RECORD EXTRACTS:
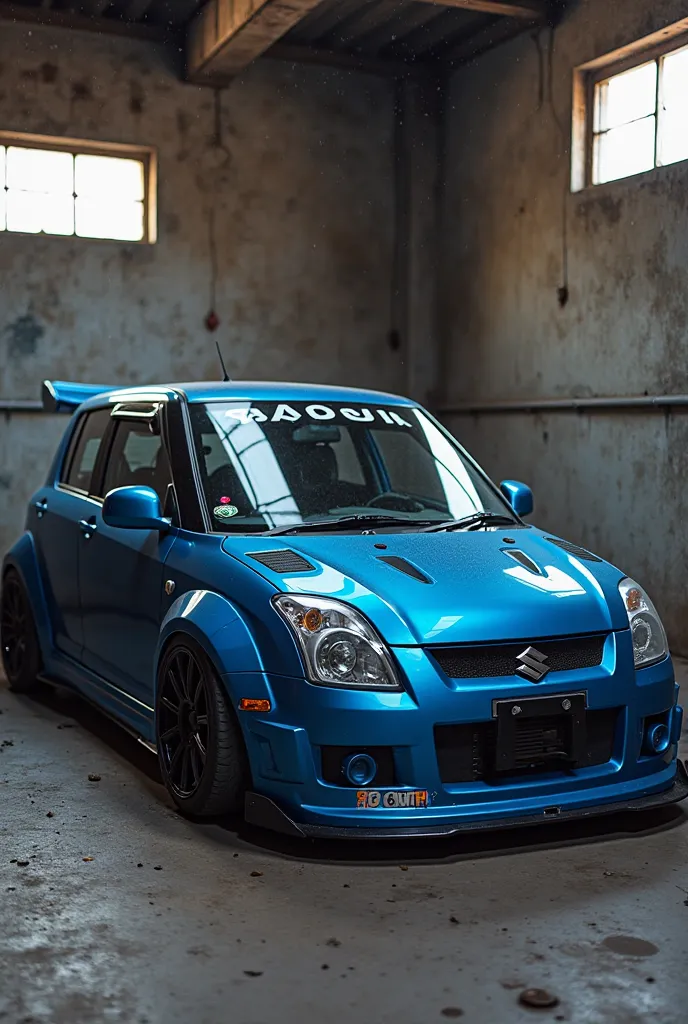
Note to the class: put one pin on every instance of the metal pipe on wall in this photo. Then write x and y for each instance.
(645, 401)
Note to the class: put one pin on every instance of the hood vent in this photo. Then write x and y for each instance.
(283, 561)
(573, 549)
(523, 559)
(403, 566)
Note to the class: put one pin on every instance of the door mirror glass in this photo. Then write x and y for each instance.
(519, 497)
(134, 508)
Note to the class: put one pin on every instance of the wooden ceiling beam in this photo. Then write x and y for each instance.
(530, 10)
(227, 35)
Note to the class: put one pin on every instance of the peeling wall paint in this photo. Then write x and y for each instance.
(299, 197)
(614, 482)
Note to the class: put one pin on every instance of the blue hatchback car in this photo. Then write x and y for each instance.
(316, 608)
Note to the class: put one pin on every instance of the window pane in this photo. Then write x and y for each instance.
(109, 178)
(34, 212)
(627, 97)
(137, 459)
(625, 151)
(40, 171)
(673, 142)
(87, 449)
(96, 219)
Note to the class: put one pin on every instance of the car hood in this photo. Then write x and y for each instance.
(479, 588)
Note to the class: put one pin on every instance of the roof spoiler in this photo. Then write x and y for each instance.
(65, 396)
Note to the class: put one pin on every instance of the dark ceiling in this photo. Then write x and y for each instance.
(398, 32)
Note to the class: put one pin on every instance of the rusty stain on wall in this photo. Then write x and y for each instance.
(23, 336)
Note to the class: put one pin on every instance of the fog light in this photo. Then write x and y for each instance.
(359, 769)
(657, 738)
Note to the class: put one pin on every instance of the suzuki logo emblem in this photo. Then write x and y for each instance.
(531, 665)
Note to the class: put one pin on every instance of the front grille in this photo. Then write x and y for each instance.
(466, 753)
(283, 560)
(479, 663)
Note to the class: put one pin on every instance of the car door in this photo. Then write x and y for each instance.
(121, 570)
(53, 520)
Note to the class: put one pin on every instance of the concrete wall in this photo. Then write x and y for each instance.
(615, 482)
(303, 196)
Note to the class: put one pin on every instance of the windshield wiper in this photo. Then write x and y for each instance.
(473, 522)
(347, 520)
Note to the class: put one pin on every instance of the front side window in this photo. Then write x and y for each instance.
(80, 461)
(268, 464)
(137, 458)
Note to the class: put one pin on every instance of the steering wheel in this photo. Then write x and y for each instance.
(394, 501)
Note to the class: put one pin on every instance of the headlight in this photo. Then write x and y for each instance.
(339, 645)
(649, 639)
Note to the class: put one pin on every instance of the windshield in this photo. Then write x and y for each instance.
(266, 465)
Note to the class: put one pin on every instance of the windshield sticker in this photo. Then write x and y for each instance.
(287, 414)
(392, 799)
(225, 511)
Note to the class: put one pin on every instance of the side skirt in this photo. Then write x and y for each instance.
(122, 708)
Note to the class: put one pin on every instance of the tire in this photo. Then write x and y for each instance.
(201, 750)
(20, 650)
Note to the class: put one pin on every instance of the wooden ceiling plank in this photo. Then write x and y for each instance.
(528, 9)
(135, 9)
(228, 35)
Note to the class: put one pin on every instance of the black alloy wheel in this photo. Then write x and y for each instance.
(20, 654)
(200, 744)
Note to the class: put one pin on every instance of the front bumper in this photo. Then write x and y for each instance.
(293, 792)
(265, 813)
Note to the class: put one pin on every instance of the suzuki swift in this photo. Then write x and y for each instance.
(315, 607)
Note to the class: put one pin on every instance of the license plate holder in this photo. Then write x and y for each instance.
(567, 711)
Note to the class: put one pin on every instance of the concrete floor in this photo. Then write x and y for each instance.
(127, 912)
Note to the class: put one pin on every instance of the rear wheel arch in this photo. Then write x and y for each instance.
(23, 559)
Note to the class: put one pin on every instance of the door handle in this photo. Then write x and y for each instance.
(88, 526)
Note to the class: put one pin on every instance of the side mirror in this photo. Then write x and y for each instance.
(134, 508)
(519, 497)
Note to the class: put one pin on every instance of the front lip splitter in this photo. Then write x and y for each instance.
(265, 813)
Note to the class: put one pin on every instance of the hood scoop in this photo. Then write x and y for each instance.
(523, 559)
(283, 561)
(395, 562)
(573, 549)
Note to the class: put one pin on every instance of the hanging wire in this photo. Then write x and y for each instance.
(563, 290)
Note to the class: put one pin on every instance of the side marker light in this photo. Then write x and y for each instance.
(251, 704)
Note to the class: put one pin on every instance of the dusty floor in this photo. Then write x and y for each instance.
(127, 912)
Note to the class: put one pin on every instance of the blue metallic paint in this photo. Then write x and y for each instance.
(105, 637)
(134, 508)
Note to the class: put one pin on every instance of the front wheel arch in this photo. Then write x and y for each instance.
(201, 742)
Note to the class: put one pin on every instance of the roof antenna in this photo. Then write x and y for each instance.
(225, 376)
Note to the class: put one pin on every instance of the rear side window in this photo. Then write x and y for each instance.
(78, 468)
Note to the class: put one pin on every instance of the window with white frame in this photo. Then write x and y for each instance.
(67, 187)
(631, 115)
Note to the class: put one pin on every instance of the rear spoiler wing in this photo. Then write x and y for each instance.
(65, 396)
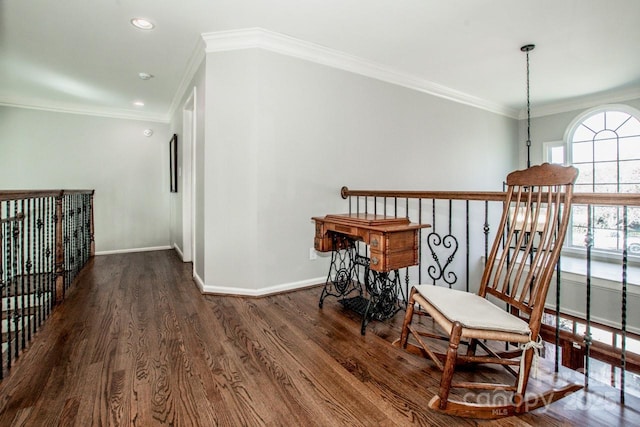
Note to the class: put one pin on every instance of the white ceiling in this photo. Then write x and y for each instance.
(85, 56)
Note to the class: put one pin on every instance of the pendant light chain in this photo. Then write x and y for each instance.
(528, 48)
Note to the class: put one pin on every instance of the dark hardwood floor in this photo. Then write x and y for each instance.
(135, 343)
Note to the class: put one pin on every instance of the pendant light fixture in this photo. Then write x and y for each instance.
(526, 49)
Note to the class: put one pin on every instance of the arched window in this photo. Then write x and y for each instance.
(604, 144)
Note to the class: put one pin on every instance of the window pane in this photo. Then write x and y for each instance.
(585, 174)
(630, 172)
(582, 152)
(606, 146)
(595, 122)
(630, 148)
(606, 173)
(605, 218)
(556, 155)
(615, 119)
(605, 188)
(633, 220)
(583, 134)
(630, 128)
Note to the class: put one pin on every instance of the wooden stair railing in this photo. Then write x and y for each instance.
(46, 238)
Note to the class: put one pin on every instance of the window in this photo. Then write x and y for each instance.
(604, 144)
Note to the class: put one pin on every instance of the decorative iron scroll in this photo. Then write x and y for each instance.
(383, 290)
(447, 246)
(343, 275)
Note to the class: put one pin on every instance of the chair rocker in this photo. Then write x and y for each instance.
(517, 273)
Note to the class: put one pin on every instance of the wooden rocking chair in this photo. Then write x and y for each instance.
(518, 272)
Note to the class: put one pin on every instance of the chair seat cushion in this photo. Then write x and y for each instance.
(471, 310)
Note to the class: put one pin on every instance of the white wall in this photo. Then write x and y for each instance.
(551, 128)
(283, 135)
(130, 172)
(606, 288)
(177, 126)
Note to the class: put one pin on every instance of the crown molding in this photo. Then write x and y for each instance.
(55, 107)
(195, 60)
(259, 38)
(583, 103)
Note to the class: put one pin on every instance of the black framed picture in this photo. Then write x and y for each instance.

HOW TO COMPLETE THIS TASK:
The listing above must be repeated exactly, apart from the pictures.

OUTPUT OF THE TASK:
Note to the class: put one pin on every instance of the metal pipe on wall in this photo. Then write x and y for each instance.
(645, 401)
Note to the class: put one pin on every instance of the hood vent in this photo. Then write x and y for each instance.
(283, 561)
(573, 549)
(523, 559)
(403, 566)
Note to the class: put one pin on every instance of the door mirror glass in this photo. Then write x and y for each instance.
(519, 497)
(134, 508)
Note to the class: put one pin on every instance of the wooden ceiling beam in this photo. Then write x and y for each instance.
(530, 10)
(227, 35)
Note to the class: put one pin on every instance of the peeling wall paint in this photo. Then write x and y for each instance.
(299, 197)
(614, 482)
Note to the class: put one pin on every instance of the blue hatchback car in this photo. Then write x and y for each instance.
(316, 608)
Note to the class: put one pin on every instance of the window pane in this photo. Then write x and y for each instance.
(109, 178)
(34, 212)
(627, 97)
(137, 459)
(625, 151)
(40, 171)
(673, 142)
(87, 449)
(96, 219)
Note to the class: put one pin on every instance of the car hood in this photo. Then write x and y for each instance.
(479, 588)
Note to the class: put one pin on every instance of the roof spoiler in this photo. Then write x and y for each instance.
(65, 396)
Note to the class: put one pin on every instance of the dark ceiling in this photo. Then write x and y for each instance.
(398, 32)
Note to the class: put one pin on every instance of the rusty stain on wall in this photo. Then write x and y for each instance.
(23, 336)
Note to the class: put one pin on every instance of the fog light in this photo. Then write x and y for each instance.
(359, 769)
(657, 738)
Note to the class: put one pin on every instance of the suzuki logo emblem in this photo. Then write x and y for each instance.
(531, 665)
Note to the class: put one pin on every instance of the front grille in this photo. Then write x and y for each instance.
(466, 753)
(283, 560)
(479, 663)
Note to the class: put one pin on every instance of the car door in this photo. Then write x and y for each instance.
(121, 570)
(53, 520)
Note to the class: put one pin on every instance of the concrete wall in this photo. Then write x and y for each instance.
(615, 482)
(303, 196)
Note to the class: put one pin on every instance of the windshield wiper in this photo. Then write x and y for each instance.
(473, 522)
(347, 520)
Note to the class: put one pin on every instance of the front side window in this photo. Then write x and y for each instance.
(80, 461)
(268, 464)
(137, 458)
Note to the class: put one pin on every instance of the steering wheel in this photo. Then write x and y for each instance.
(394, 501)
Note to the class: put one pin on every instance of the headlight in this photo. Then write x and y for each instance.
(339, 645)
(649, 639)
Note to the class: put one pin on every instance of the windshield in this photo. Then write x and y for each instance.
(266, 465)
Note to the class: put one pin on every instance of the windshield sticker in this photo. Then write x and y for each instance.
(287, 414)
(392, 799)
(225, 511)
Note to the class: put one pin on every instance of the side skirt in this photo. Then write x and y for each instance.
(122, 708)
Note to the class: put one pin on every instance of the tire in this photo. Then write x and y for each instance.
(201, 750)
(20, 650)
Note to the class: put one pin on every instance of the wooden ceiling plank in this photo. Then write x and y for each instance.
(528, 9)
(135, 9)
(228, 35)
Note to the class: put one pin on every instance of the black alloy wheel in this photo. Then write x and y for each instance.
(20, 654)
(200, 744)
Note to the class: put one pin on every instance of the front bumper in this photo. Then write x and y for each instance.
(293, 792)
(265, 813)
Note to the class: put one pin on every instance of the suzuki swift in this photo. Then write x and y for each instance.
(315, 607)
Note to the class: put one pin on every instance of the license plate holder in this photo. Then write x and y for each instance.
(567, 711)
Note to the class: put one pin on every instance of the concrete floor in this photo. Then write x and y for each instance.
(127, 912)
Note to the class: put one pin on every instance of the rear wheel arch in this photo. Then write x and y for each instance.
(23, 559)
Note to the class: put one pin on every instance of the door handle in this photo. Then write x and y for each instance.
(88, 526)
Note to the class: put one pin on every instance of the side mirror in this photo. Then write x and y for each instance.
(134, 508)
(519, 497)
Note to the class: put one pin on every instance of the front lip splitter in this photo. Then write x and y for each instance.
(265, 813)
Note to the class: put one pin on every instance of the hood scoop in this photo. Then write x and y for each instance.
(523, 559)
(283, 561)
(395, 562)
(573, 549)
Note to the class: put one pin on every instance of the hanging wire in this photo. Then write x and y for each instance.
(563, 290)
Note to the class: put one pin on every instance of the side marker light in this photo. Then write x and y for each instance.
(251, 704)
Note to the class: put one pin on every instance of the dusty floor in this photo. Then write x and y for each instance.
(127, 912)
Note to the class: put one pin on every instance of the blue metallic paint in this photo. Then write x and y for each instance.
(105, 637)
(134, 508)
Note to the class: put one pin on every instance of the front wheel arch in this photo. Then write x and y for each instance.
(201, 742)
Note to the class: put one pin on every instance of the roof antenna in this photo. Then write x and y for each instance.
(225, 376)
Note to the class: put one pin on every instance of the rear side window in this photo. Then write x and y for each instance.
(78, 468)
Note to the class: put one pin on every instance of the window with white frame in this photo. Then write x and y for each instance.
(67, 187)
(631, 115)
Note to the class: put one pin on every instance of the rear spoiler wing in this photo. Then write x and y for each instance.
(65, 396)
Note to the class: put one pin on every instance of the white ceiling in this photo. Then write x and y for each instance.
(85, 56)
Note to the class: put one pin on every instance of the pendant light chain in this photo. Then write x and y for each instance.
(528, 48)
Note to the class: put one pin on every instance of the dark hardwood floor in this photo. Then write x and y for each instance.
(135, 343)
Note to the class: put one pin on every instance of the pendant light fixture in this photo. Then write x and y for each instance.
(526, 49)
Note to the class: put one pin on every instance of the arched window in this photo. Then write x and y for each instance.
(604, 144)
Note to the class: put one pin on every instance of the window pane in this photo. Then write x and y for each instance.
(585, 174)
(630, 172)
(582, 152)
(606, 146)
(595, 122)
(630, 148)
(606, 173)
(605, 218)
(556, 155)
(615, 119)
(605, 188)
(633, 220)
(583, 134)
(630, 128)
Note to the class: put one pin on every instance of the wooden stair railing in this photo. Then write x and y for each instance.
(46, 238)
Note to the class: put one pin on every instance of the window in this photo. Then write x and y for each instance.
(604, 144)
Note to the class: put one pin on every instance of the decorative iron scroll in this photo. Then write x and y for each instance.
(383, 290)
(447, 246)
(343, 275)
Note to the class: put one pin on every instance of the chair rocker in this photo. Then write x and y for each instance.
(517, 273)
Note to the class: put one pin on every instance of the wooden rocking chair in this photo. Then write x and y for each instance.
(518, 272)
Note to the class: put one pin on every instance of the chair seat cushion in this photo. Then write x and y for each instance.
(471, 310)
Note to the class: put one pin on every instance of the white wall in this photo. Then write x and y for each instance.
(551, 128)
(283, 135)
(130, 172)
(606, 288)
(177, 126)
Note to the class: put one pin on every instance of the crown molding in this photo. Then write x and y for each instance.
(55, 107)
(195, 60)
(259, 38)
(583, 103)
Note to the class: put one pin on every instance of the black framed picture in this photo. Then write x and y for each instance.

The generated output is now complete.